And each to other show the land in haste,
Forgetting quite their pains and perils past.
And before dismissing “the billows past,” it is worth while to quote the following passage from Spenser’s Faery Queene (I. 9. 40):—
What if some little pain the passage have
That makes frail flesh to fear the bitter wave?
Is not short pain well borne that brings long ease,
And lays the soul to sleep in quiet grave?
Sleep after toil, port after stormy seas,
Ease after war, death after life, does greatly please.
Lucretius says:—
At jam non domus accipiet te læta; neque uxor
Optima, nec dulces occurrent oscula nati
Præripere, et tacita pectus dulcedine tangent.
(No longer shall thy joyous home receive thee, nor yet thy best of wives, nor shall thy sweet children run to be the first to snatch thy kisses and thrill thy breast with silent delight.)
Compare Gray’s Elegy:—
For them no more the blazing hearth shall burn,
Or busy housewife ply her evening care:
No children run to lisp their sire’s return,
Or climb his knees the envied kiss to share.
And Thomson’s Seasons (Winter):—
In vain for him th’ officious wife prepares
The fire fair-blazing, and the vestment warm;
In vain his little children, peeping out
Into the mingled storm, demand their sire,
With tears of artless innocence. Alas!
Nor wife, nor children, more shall he behold,
Nor friends, nor sacred home.
The famous speech of Wolsey after his fall—
Had I but served my God with half the zeal
I served my king, he would not in mine age
Have left me naked to mine enemies.—
Henry VIII., iii. 2.
finds a counterpart in a satire of the Persian poet Ferdousi on the Arabian impostor:—
Had I but written as many verses in praise of Mahomet and Allah, they would have showered a hundred blessings on me.
It also finds a parallel in a passage from Ockley’s History of the Saracens—AN. Hegira 54, A. D. 673—
This year Moawiyah deposed Samrah, deputy over Basorah. As soon as Samrah heard this news, he said—“God curse Moawiyah. If I had served God so well as I have served him, he would never have damned me to all eternity.”
Our hearts——
——are beating.—
Funeral marches to the grave.—
Longfellow, Psalm of Life.
Our lives are but our marches to our graves.—
Beaumont and Fletcher, Humorous Lieutenant.
Next these learned Johnson in this list I bring,
Who had drunk deep of the Pierian spring.—Drayton.
A little learning is a dangerous thing,
Drink deep or taste not the Pierian spring.—Pope.
Socrates said to some Sophists, who pretended to know everything, “As for me, all I know is that I know nothing.”

Collection entries:

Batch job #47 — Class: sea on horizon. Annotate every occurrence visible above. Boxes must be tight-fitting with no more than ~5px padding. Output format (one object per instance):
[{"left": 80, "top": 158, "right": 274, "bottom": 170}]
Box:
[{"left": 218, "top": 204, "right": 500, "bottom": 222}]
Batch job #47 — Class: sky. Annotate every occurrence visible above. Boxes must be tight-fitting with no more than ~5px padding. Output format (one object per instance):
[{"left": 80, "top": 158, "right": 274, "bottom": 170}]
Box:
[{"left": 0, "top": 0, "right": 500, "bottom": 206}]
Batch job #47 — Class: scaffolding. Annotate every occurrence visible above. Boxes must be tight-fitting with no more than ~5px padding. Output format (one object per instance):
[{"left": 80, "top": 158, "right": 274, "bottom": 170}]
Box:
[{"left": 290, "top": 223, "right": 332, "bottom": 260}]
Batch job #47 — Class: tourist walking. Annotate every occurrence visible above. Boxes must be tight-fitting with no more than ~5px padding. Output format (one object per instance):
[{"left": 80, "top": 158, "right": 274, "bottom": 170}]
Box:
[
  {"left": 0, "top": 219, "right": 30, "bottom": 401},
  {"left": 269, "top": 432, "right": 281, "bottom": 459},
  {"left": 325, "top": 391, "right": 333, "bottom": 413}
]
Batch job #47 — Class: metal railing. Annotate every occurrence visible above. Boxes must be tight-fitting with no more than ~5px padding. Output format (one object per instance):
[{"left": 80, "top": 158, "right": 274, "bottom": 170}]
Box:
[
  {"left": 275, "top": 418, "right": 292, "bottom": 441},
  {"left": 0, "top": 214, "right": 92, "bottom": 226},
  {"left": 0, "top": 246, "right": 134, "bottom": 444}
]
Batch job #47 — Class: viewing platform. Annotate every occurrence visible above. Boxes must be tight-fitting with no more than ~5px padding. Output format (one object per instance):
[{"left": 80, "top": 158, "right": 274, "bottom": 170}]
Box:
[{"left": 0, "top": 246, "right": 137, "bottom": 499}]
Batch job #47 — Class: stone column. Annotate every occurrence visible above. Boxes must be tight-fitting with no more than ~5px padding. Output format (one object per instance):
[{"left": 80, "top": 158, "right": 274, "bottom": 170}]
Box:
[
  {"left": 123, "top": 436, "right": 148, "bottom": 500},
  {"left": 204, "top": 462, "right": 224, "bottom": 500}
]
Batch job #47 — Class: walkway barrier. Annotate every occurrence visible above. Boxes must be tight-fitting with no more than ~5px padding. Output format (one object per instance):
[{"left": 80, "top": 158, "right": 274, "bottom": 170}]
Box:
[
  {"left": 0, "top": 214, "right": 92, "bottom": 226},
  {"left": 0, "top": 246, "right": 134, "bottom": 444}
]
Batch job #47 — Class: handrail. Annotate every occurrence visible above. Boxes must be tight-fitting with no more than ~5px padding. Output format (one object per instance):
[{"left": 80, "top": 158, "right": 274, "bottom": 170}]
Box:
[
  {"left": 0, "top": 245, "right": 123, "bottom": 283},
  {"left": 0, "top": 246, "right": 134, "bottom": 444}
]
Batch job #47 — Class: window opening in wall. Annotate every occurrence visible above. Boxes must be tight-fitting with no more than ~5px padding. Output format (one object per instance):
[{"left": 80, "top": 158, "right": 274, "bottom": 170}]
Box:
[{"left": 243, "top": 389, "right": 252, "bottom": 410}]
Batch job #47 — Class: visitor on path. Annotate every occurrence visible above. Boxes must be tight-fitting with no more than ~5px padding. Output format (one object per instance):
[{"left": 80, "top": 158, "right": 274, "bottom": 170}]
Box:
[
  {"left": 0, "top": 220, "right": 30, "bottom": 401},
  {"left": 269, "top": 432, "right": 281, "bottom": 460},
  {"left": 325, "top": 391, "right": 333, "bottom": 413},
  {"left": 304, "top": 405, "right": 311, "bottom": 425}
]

### TASK OBJECTIVE:
List every work the excerpt on literary parallels cites by title, in the order each first appears.

### FINISHED TASK:
Faery Queene
Elegy
Seasons (Winter)
Henry VIII.
History of the Saracens
Psalm of Life
Humorous Lieutenant